[Records from a data collection]

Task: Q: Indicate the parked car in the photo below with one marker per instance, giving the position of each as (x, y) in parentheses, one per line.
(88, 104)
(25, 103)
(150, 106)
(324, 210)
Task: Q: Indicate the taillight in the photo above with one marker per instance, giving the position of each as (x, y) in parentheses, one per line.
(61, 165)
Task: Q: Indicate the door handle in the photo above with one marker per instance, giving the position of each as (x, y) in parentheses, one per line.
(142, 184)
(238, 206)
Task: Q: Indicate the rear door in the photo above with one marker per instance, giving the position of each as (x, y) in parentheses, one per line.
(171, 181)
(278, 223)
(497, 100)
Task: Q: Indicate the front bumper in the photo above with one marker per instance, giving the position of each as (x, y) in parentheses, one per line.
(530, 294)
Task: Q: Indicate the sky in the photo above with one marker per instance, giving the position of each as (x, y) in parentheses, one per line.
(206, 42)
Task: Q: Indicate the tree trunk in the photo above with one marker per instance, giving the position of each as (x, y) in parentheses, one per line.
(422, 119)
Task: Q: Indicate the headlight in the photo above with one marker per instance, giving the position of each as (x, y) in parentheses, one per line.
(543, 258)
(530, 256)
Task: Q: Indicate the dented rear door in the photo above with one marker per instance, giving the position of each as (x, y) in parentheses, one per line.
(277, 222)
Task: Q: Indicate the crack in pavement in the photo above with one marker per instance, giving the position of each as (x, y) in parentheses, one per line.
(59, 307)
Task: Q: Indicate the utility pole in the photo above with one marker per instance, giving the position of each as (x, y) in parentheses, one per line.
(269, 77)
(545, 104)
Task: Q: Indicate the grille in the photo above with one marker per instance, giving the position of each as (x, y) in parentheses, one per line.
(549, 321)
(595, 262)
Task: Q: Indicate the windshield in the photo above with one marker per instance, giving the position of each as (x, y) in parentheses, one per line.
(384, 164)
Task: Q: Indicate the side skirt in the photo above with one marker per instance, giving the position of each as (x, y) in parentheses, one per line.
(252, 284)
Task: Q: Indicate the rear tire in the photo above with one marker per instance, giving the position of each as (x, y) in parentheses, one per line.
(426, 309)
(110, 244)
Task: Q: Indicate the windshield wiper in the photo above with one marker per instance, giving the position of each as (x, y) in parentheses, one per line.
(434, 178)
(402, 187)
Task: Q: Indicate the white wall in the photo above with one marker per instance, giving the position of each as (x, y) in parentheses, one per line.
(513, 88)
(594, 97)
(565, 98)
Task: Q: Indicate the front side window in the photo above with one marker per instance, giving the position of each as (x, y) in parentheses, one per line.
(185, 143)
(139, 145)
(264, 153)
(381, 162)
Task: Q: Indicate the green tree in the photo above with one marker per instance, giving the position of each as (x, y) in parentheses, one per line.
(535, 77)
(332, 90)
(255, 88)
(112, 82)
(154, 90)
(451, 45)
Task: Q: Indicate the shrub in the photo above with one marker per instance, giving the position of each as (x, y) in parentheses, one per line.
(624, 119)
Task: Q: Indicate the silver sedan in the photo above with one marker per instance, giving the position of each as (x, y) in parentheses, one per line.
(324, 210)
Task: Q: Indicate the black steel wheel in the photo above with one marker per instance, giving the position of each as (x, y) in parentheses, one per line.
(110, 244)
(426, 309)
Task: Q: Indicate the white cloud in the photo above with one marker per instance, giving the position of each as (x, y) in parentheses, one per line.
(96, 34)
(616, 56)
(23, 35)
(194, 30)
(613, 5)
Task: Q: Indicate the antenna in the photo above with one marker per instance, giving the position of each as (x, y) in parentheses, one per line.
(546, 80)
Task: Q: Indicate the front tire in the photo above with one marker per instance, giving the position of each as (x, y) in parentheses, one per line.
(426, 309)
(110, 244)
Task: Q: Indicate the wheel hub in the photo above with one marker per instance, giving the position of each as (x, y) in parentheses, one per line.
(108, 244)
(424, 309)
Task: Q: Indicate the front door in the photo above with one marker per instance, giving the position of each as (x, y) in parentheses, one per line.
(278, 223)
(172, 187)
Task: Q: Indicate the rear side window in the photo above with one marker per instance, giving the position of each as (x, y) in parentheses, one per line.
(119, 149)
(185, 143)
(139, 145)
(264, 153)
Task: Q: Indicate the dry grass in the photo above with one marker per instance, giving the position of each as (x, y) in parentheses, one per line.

**EXERCISE OBJECTIVE:** Once you have read the records above, write them out again exactly.

**OUTPUT FOR THIS TASK:**
Task: Q: Indicate the parked car in the photo below with one marker per instance, giving the position of each as (x, y) in parentheses, one per line.
(88, 104)
(25, 103)
(150, 106)
(324, 210)
Task: Q: Indicate the taillight in the photo above with one marker per instance, giving the position of each as (x, y) in parentheses, one per line.
(61, 165)
Task: Q: Indicate the door handle in the photo above with one marker per instance, giving the position of each as (x, y) in parentheses, one per line.
(142, 184)
(238, 206)
Task: Q: Indicate the rear door in the photo above with one marker per instance, giving the position of each as (x, y) in parentheses, one per line.
(171, 181)
(278, 223)
(497, 100)
Task: Q: Indicate the front bumper in the photo above with one marker per instance, giving the position of each as (x, y) in parentheses, one per line.
(530, 294)
Task: Q: Indicate the sky in the photo above with one marker per instance, giving the position of each as (x, y) in parentheses, one per line.
(206, 42)
Task: Q: Indicate the tree trunk in the photo above with one marker per instance, giving the position of each as (x, y) in parentheses, one per line.
(422, 119)
Task: Q: Indicate the headlight in the photo above with one marker per instance, giving the position of each as (x, y) in parentheses, one per line.
(543, 258)
(530, 256)
Task: Q: Indicate the dented rear door in the photo above with one marker per instance, giving the position of each as (x, y) in parentheses, one per line.
(277, 222)
Task: Q: Indicate the crack in pavement in the photo above with one marker per instance, giving the position of each as (x, y) in parentheses, one per line.
(59, 307)
Task: Q: Indicate the utility pole in the photo above with one marker per instance, giving the position of each as (x, y) in parentheses, one per line.
(269, 77)
(545, 104)
Task: Q: Indicate the grille in the photo above with one marker per instance, giving the position of each as (x, y) in parentheses, one per line.
(549, 321)
(595, 262)
Task: Q: Indicate the windshield in the photo above with one marker per instance, giving the position of each as (x, y) in parentheses, one per line.
(384, 164)
Task: Q: Indicate the side skirt in the photo above with one marker per instance, giving the position of each as (x, y) in parentheses, one per line.
(252, 284)
Task: Q: Indicate the rear tire in the photo above with one marker per instance, giving the position of each as (x, y) in parentheses, one per line.
(426, 309)
(110, 244)
Task: Q: Indicate the windshield wiper in the photo above with one marker per instance, giving the position of each as (x, y) in parentheses, one per line.
(434, 178)
(402, 187)
Task: Q: Indicate the white wall in the photo above with one marker per instance, giving the position of each as (x, y) in parentheses, one per line.
(513, 88)
(594, 97)
(565, 98)
Task: Q: Indicate the front side window in the photo above with one marker per instance, giving the position of each as (x, y) in parentheses, one per line.
(185, 143)
(139, 145)
(264, 153)
(381, 162)
Task: Q: Indicate the green tree in the photo above with one marker per instance, giving the position of each as (x, y) in parentheses, one per line.
(535, 77)
(332, 90)
(255, 88)
(112, 82)
(154, 90)
(451, 45)
Task: Q: Indicate the shrub in the photo above with one marker per instance, giving the position of each as (x, y) in parentheses, one per line.
(624, 119)
Task: Q: Indicate the silver sedan in the photo above with one marker per instance, giving the position of each as (x, y) in parentheses, one per line.
(324, 210)
Task: Q: Indicate the black steel wheel in the photo above with one marker per instance, giving the position of each as (x, y) in parentheses, one per line.
(110, 244)
(426, 309)
Task: Q: Indicate the white cloud in the photo above with one marker per instance, giving the position of each as (x, y) in parentheses, one per line.
(96, 34)
(616, 56)
(23, 35)
(194, 30)
(613, 5)
Task: Q: Indicate the antenna in the photo above with one marker per instance, giving the position of each as (x, y) in parentheses, one per line.
(546, 80)
Task: Q: Indicate the front tire in the photo above with one marker per instance, giving the position of each as (x, y) in parentheses, one per line.
(426, 309)
(110, 244)
Task: Q: Indicate the wheel hub in the photo above with one marker per instance, giving the position of each as (x, y) in parentheses, one per line.
(108, 244)
(424, 309)
Task: Q: Indicate the front door in the photo above with one marker per instance, giving the position of each as (x, y) in parentheses, one per line.
(278, 223)
(172, 187)
Task: Q: Indicate the rear side window in the photo above with one marker per instance, giving the position of each as (x, y) in parentheses, one per line.
(119, 149)
(185, 143)
(139, 145)
(264, 153)
Task: Q: Indicate the dry grass in the photo above with one marker per instance, giving the position of each as (x, y) in parentheses, one per line.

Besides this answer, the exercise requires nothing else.